(Point annotation dataset records)
++++++++++

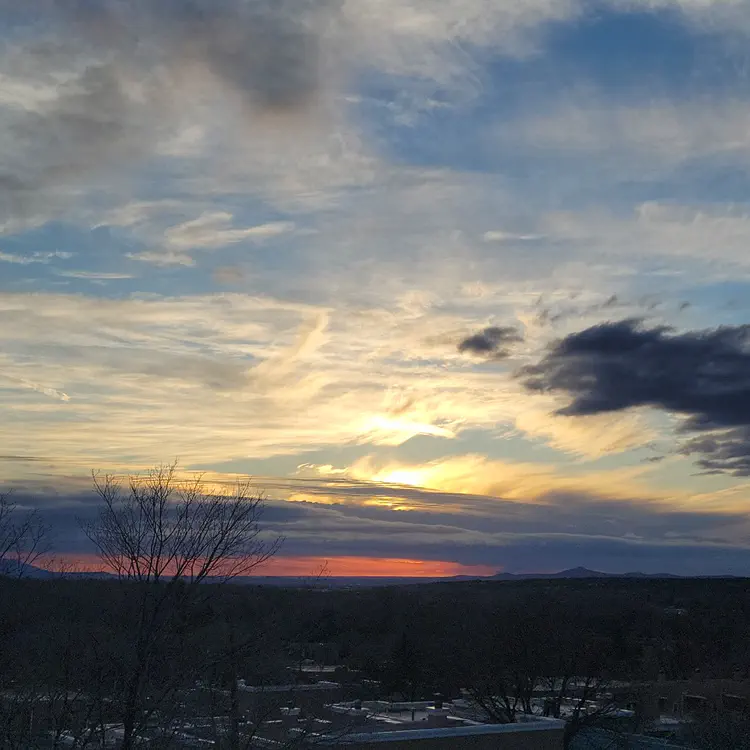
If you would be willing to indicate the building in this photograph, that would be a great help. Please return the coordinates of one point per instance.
(381, 725)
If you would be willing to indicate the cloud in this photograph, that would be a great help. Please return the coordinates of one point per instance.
(214, 230)
(553, 534)
(492, 342)
(95, 275)
(703, 376)
(163, 259)
(35, 257)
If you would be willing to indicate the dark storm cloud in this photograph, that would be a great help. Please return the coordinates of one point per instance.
(121, 73)
(492, 342)
(701, 375)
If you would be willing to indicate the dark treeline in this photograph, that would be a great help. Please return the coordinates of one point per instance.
(68, 654)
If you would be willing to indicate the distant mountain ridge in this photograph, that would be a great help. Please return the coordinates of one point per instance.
(580, 573)
(30, 571)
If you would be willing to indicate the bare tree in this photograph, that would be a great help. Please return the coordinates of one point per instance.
(24, 538)
(168, 536)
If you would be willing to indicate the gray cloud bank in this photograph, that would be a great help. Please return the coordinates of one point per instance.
(704, 376)
(552, 532)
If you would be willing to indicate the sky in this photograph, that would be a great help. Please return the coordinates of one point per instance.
(462, 284)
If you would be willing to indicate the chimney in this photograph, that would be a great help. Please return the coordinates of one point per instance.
(437, 714)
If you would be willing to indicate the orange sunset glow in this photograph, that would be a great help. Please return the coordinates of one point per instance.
(312, 566)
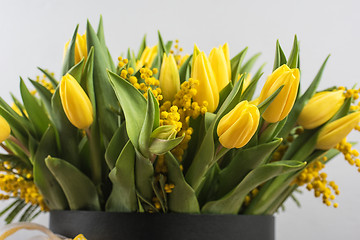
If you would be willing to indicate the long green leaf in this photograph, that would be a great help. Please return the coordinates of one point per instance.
(107, 104)
(123, 196)
(231, 203)
(182, 199)
(133, 104)
(115, 146)
(236, 64)
(300, 103)
(36, 112)
(53, 194)
(152, 115)
(69, 59)
(79, 190)
(242, 163)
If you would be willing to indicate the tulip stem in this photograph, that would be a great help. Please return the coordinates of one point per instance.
(263, 127)
(95, 162)
(220, 152)
(17, 142)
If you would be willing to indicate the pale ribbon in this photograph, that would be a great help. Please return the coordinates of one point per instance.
(11, 229)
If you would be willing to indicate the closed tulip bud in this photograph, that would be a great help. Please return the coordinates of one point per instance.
(147, 57)
(320, 108)
(284, 101)
(80, 48)
(247, 80)
(75, 102)
(169, 78)
(207, 89)
(4, 129)
(237, 127)
(220, 67)
(225, 49)
(337, 130)
(196, 52)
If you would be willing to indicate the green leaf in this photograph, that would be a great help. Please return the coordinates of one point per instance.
(79, 190)
(242, 163)
(36, 112)
(142, 48)
(202, 161)
(144, 173)
(15, 211)
(101, 36)
(301, 102)
(76, 71)
(182, 199)
(231, 203)
(133, 104)
(184, 71)
(68, 134)
(250, 90)
(107, 104)
(69, 59)
(236, 64)
(123, 196)
(44, 93)
(87, 80)
(53, 194)
(152, 118)
(280, 58)
(294, 55)
(115, 146)
(161, 146)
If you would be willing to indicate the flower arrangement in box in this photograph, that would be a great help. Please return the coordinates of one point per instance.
(163, 132)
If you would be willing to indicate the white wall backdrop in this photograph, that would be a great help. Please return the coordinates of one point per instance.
(33, 33)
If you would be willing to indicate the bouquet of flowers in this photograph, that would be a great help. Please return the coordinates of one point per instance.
(164, 131)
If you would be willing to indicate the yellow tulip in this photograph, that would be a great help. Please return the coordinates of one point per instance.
(225, 49)
(147, 57)
(284, 101)
(169, 78)
(220, 67)
(196, 52)
(80, 48)
(207, 89)
(4, 129)
(75, 102)
(320, 108)
(237, 127)
(337, 130)
(247, 81)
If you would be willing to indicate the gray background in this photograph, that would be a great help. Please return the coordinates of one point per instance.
(33, 34)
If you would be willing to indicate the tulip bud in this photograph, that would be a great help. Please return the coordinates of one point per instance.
(320, 108)
(4, 129)
(80, 48)
(284, 101)
(169, 78)
(196, 52)
(75, 102)
(225, 49)
(207, 89)
(337, 130)
(147, 57)
(247, 81)
(220, 67)
(237, 127)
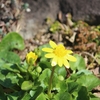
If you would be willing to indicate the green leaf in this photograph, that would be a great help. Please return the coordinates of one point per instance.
(8, 80)
(26, 85)
(25, 97)
(63, 96)
(44, 77)
(41, 97)
(79, 64)
(12, 41)
(93, 97)
(55, 27)
(37, 92)
(61, 71)
(73, 87)
(89, 81)
(2, 95)
(10, 57)
(83, 94)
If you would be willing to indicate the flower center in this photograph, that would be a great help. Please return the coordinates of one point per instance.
(60, 51)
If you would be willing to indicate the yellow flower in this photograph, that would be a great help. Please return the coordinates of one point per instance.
(31, 57)
(59, 54)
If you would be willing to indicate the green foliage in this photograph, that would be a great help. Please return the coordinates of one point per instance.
(41, 81)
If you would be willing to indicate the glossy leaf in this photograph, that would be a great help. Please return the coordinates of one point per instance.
(79, 64)
(90, 81)
(83, 94)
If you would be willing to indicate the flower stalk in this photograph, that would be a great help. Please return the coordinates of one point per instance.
(50, 82)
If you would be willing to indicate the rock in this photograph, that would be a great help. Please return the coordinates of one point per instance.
(86, 10)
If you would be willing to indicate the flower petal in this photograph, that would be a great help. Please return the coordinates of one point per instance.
(71, 58)
(53, 44)
(66, 63)
(47, 49)
(60, 62)
(49, 55)
(69, 51)
(54, 61)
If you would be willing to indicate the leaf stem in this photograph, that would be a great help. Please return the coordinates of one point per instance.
(50, 82)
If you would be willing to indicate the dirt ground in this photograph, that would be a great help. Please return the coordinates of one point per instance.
(78, 36)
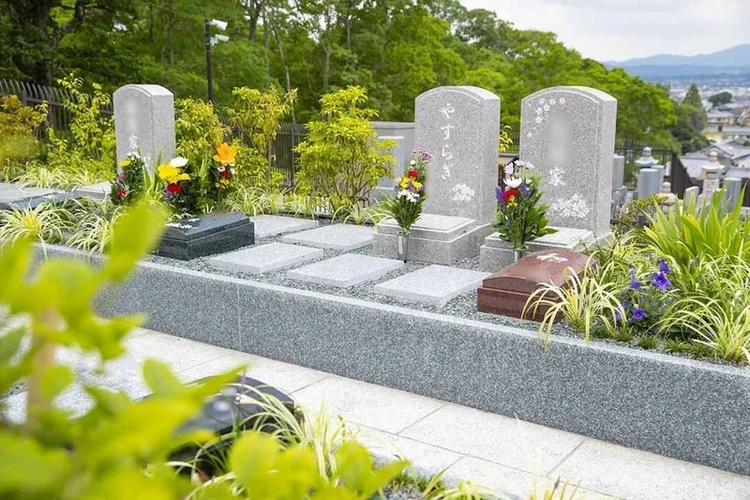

++++++++++

> **Job**: Extract each line from the data above that contains the string "tulip". The match is case-sensitive.

> **Answer to the task**:
If you would be willing to indicate the tulip stem in this photograph, that would be a great help. Please return the coordinates of one point per instance.
If you would be willing to indicate the closed tulip bud in this photograph, that would be a great help. Please return the coordinates of one point per instance.
If you would be willing to indicate the yellow tulip in this photograph, that would be a great help. Please return the coordinates of one point per instance.
If you would be willing to indicate the tulip bud in this photograph, that would be a great help. Please return the coordinates of one point per instance.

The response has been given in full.